• _AIM OF THE EXERCISE_
Transcribe all of the material exactly.

• _DATA RECORDS_
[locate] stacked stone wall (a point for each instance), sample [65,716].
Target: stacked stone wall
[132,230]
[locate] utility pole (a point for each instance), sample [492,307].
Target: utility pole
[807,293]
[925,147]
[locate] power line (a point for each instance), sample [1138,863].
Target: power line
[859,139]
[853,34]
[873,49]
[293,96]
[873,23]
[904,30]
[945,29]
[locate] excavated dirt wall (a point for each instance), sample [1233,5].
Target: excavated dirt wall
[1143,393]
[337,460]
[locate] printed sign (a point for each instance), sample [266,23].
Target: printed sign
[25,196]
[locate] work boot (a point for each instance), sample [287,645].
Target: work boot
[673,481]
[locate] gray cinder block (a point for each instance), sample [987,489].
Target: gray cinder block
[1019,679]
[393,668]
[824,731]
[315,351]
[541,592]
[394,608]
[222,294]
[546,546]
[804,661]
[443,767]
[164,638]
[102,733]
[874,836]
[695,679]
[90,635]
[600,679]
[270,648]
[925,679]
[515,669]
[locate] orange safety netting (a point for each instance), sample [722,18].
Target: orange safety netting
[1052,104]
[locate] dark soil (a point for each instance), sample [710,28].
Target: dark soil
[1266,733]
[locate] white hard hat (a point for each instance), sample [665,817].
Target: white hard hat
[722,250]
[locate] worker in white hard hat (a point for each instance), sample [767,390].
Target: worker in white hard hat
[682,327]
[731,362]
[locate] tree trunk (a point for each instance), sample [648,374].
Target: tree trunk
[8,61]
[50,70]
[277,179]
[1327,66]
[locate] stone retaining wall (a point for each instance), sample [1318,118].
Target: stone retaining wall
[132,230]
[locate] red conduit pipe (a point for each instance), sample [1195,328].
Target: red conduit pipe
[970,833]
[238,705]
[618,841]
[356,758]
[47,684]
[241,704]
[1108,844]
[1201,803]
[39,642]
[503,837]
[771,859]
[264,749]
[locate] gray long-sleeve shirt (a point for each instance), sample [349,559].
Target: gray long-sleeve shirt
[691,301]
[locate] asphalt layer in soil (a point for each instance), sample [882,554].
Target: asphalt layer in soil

• _SOLVED PROBLEM_
[locate] stacked stone wall (a point for each instance), sample [65,716].
Target: stacked stone wall
[132,230]
[locate] utility pole (a point for each instance), sample [492,307].
Target: utility pole
[807,293]
[925,147]
[locate] power line (a point for each instance), sample [1138,863].
Target: power line
[859,139]
[853,34]
[873,49]
[293,96]
[873,23]
[904,30]
[945,29]
[locate] excavated dirt wall (a point for each instance), sample [1233,5].
Target: excavated dirt wall
[1143,393]
[337,460]
[locate] printed sign (a point for each instance), sample [266,23].
Target: printed sign
[25,196]
[locate] work boot (a point for each instance), sample [287,645].
Target: work boot
[673,481]
[locate] gray cinder block (a point for each instance), sample [987,489].
Target: gray cinder block
[1019,679]
[393,668]
[824,731]
[315,351]
[541,592]
[394,608]
[222,294]
[546,546]
[804,661]
[443,767]
[164,638]
[102,733]
[874,836]
[695,679]
[90,635]
[600,679]
[270,648]
[925,679]
[515,669]
[locate] orange safety netting (a point for each instance), sample [722,18].
Target: orange safety netting
[1052,104]
[locate] dark soil (a point for each instance), sample [710,28].
Target: dark soil
[1266,733]
[locate] white hard hat (a point for each instance), sample [665,817].
Target: white hard hat
[722,250]
[locate] worker in white hard hat (a point for each instance), sample [767,390].
Target: worker in white hard hat
[682,327]
[731,362]
[locate] tree trunk (a point for each instance), sample [648,374].
Target: tree trunk
[8,61]
[50,70]
[277,179]
[1327,66]
[locate] stone retaining wall (a point for each instance), sample [1318,118].
Target: stone retaining wall
[132,230]
[locate] red conduit pipe (a point for each instance), sample [1195,328].
Target: red conduit pipe
[970,833]
[238,705]
[618,841]
[356,758]
[47,684]
[241,704]
[1108,844]
[1201,803]
[39,642]
[503,837]
[771,859]
[264,749]
[locate] gray long-sleeve shirt (a point for each instance), sample [349,559].
Target: gray long-sleeve shirt
[691,301]
[locate] asphalt layer in soil (a point for each instance), sample [882,554].
Target: asphalt layer in soil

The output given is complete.